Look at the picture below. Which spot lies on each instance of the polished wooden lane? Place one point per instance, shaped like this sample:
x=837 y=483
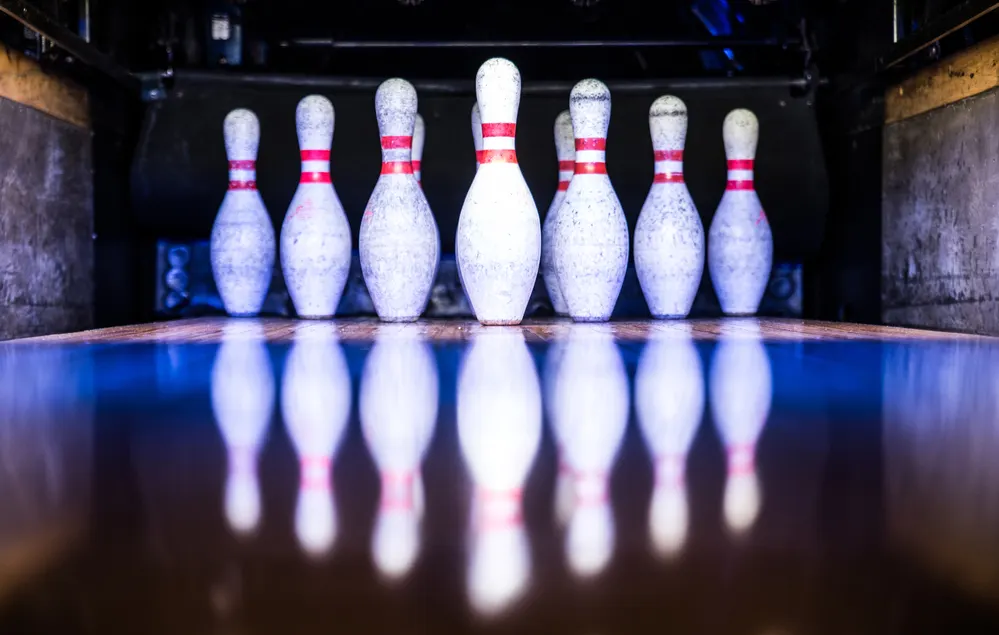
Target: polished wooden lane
x=365 y=329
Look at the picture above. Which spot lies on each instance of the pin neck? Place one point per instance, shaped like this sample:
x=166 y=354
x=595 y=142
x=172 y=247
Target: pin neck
x=315 y=166
x=669 y=166
x=740 y=174
x=243 y=175
x=591 y=155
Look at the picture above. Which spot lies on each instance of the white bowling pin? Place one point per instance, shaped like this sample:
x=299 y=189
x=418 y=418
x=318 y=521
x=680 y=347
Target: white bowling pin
x=669 y=403
x=499 y=431
x=669 y=237
x=315 y=404
x=398 y=403
x=242 y=389
x=566 y=152
x=398 y=241
x=498 y=246
x=740 y=245
x=477 y=134
x=419 y=136
x=590 y=241
x=740 y=393
x=242 y=242
x=315 y=237
x=591 y=407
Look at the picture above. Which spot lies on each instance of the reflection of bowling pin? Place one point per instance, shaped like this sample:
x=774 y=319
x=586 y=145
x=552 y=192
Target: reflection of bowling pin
x=242 y=400
x=499 y=429
x=398 y=404
x=669 y=402
x=563 y=481
x=315 y=403
x=315 y=237
x=740 y=393
x=498 y=244
x=591 y=408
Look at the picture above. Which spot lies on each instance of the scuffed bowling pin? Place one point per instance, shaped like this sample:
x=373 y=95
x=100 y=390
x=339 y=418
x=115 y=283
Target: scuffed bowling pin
x=499 y=430
x=498 y=246
x=398 y=404
x=315 y=237
x=566 y=153
x=419 y=136
x=242 y=389
x=315 y=404
x=669 y=403
x=591 y=409
x=669 y=237
x=242 y=242
x=740 y=245
x=590 y=242
x=398 y=239
x=740 y=393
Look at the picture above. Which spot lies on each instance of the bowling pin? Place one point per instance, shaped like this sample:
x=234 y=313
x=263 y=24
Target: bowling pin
x=477 y=134
x=590 y=240
x=566 y=152
x=315 y=404
x=419 y=136
x=740 y=245
x=669 y=237
x=498 y=246
x=315 y=237
x=242 y=392
x=398 y=240
x=242 y=242
x=499 y=431
x=669 y=403
x=591 y=407
x=398 y=404
x=740 y=393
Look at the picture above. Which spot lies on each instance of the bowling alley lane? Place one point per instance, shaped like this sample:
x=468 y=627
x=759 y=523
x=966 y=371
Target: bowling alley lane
x=725 y=476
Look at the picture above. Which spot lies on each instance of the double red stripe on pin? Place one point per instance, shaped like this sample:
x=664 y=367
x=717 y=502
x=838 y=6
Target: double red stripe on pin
x=591 y=143
x=396 y=143
x=498 y=156
x=397 y=167
x=499 y=130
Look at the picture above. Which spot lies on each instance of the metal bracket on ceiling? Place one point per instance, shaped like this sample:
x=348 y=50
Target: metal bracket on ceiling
x=38 y=21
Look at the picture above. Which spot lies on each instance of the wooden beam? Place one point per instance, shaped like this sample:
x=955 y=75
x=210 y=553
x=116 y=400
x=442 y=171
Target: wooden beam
x=23 y=81
x=965 y=74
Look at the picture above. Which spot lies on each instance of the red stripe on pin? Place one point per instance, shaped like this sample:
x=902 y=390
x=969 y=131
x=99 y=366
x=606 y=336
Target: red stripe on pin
x=397 y=167
x=499 y=130
x=498 y=156
x=591 y=168
x=315 y=177
x=669 y=155
x=315 y=155
x=668 y=177
x=396 y=143
x=591 y=143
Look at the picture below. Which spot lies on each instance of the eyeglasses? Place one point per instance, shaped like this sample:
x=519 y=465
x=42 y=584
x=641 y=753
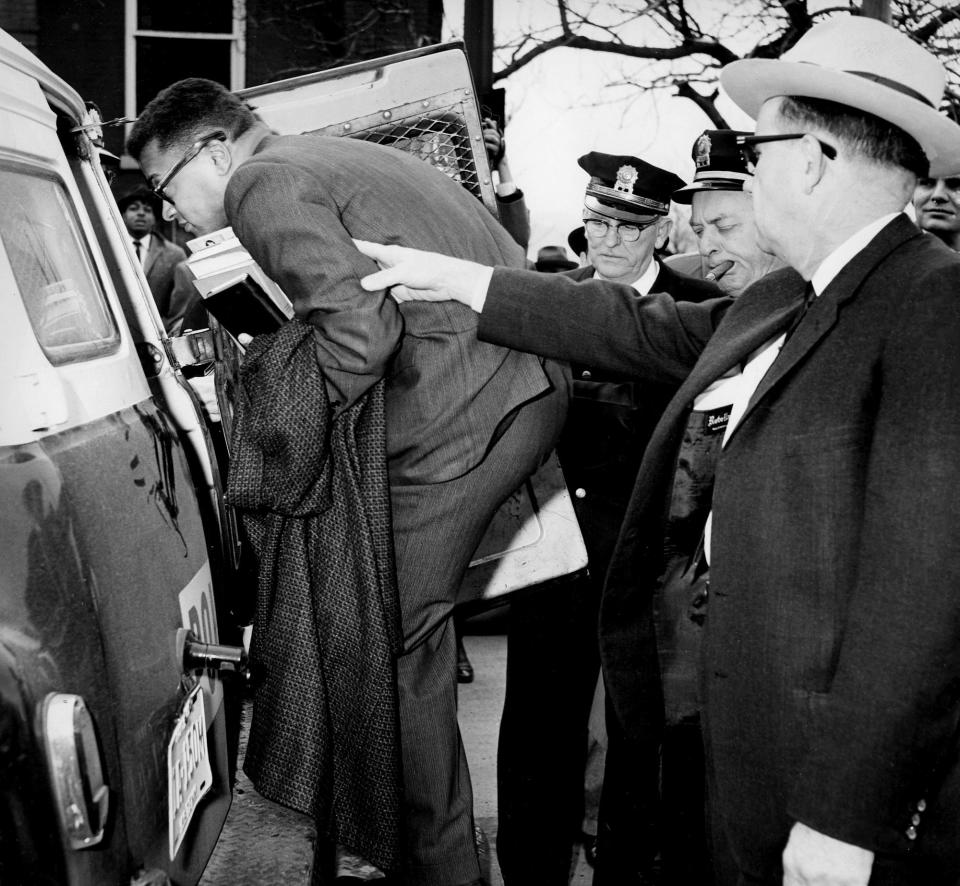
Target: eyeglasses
x=627 y=233
x=195 y=149
x=951 y=184
x=751 y=156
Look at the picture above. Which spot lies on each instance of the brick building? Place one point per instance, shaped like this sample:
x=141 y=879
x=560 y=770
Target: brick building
x=120 y=53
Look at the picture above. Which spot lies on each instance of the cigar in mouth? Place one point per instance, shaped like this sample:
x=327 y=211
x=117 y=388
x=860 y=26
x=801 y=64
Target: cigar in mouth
x=719 y=271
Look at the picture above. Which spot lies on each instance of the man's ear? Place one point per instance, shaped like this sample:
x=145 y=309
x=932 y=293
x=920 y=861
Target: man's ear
x=221 y=156
x=663 y=232
x=814 y=162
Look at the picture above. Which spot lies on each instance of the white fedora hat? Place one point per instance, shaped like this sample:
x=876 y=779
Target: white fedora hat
x=865 y=64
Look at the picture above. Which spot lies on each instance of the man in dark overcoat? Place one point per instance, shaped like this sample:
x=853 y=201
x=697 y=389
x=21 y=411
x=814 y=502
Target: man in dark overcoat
x=831 y=667
x=552 y=658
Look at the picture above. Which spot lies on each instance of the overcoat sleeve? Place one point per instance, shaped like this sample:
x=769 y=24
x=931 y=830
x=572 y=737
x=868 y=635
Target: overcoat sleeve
x=601 y=324
x=887 y=730
x=288 y=223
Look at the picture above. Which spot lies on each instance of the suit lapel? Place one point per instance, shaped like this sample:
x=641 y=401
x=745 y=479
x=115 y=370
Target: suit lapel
x=823 y=313
x=760 y=315
x=152 y=253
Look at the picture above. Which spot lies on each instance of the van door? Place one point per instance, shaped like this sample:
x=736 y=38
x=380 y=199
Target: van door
x=102 y=539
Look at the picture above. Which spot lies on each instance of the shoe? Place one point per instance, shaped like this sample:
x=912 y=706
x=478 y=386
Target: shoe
x=464 y=668
x=589 y=843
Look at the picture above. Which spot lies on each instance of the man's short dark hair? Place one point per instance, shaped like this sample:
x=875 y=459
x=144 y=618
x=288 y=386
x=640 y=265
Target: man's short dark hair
x=185 y=112
x=862 y=133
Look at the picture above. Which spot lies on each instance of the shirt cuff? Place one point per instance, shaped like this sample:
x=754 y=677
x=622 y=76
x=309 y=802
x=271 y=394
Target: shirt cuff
x=479 y=289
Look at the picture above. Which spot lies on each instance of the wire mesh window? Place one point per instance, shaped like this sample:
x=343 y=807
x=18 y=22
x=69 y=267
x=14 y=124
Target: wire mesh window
x=440 y=139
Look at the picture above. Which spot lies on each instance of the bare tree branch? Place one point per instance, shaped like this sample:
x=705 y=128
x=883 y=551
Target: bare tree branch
x=706 y=103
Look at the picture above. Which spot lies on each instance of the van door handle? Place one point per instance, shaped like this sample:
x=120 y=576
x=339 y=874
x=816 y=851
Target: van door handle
x=195 y=655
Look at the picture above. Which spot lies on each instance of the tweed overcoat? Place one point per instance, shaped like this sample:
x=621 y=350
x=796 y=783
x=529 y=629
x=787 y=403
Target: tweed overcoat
x=296 y=203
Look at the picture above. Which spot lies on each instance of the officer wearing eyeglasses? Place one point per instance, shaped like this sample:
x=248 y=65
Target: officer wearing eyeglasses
x=552 y=648
x=625 y=216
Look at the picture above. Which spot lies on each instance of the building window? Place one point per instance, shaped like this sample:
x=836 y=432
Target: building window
x=168 y=40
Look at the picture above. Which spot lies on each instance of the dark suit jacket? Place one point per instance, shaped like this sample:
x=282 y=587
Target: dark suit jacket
x=172 y=286
x=296 y=203
x=831 y=664
x=610 y=421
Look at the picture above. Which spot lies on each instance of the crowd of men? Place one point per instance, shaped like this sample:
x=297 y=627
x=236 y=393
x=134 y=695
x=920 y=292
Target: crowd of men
x=771 y=523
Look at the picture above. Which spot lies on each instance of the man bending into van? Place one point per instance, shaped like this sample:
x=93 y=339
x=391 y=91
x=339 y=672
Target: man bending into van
x=466 y=422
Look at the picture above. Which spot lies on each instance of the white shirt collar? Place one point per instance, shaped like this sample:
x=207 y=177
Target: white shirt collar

—————

## Written exercise
Can you pull out the lines from the one containing "the white shirt" through the last line of the items, both ends included, and reproduce them verbatim?

## Response to the exercise
Look at the picture above. Which spot lies on each instance of the white shirt collar? Place one point per instance, shaped like this sample:
x=207 y=177
Target: white shirt collar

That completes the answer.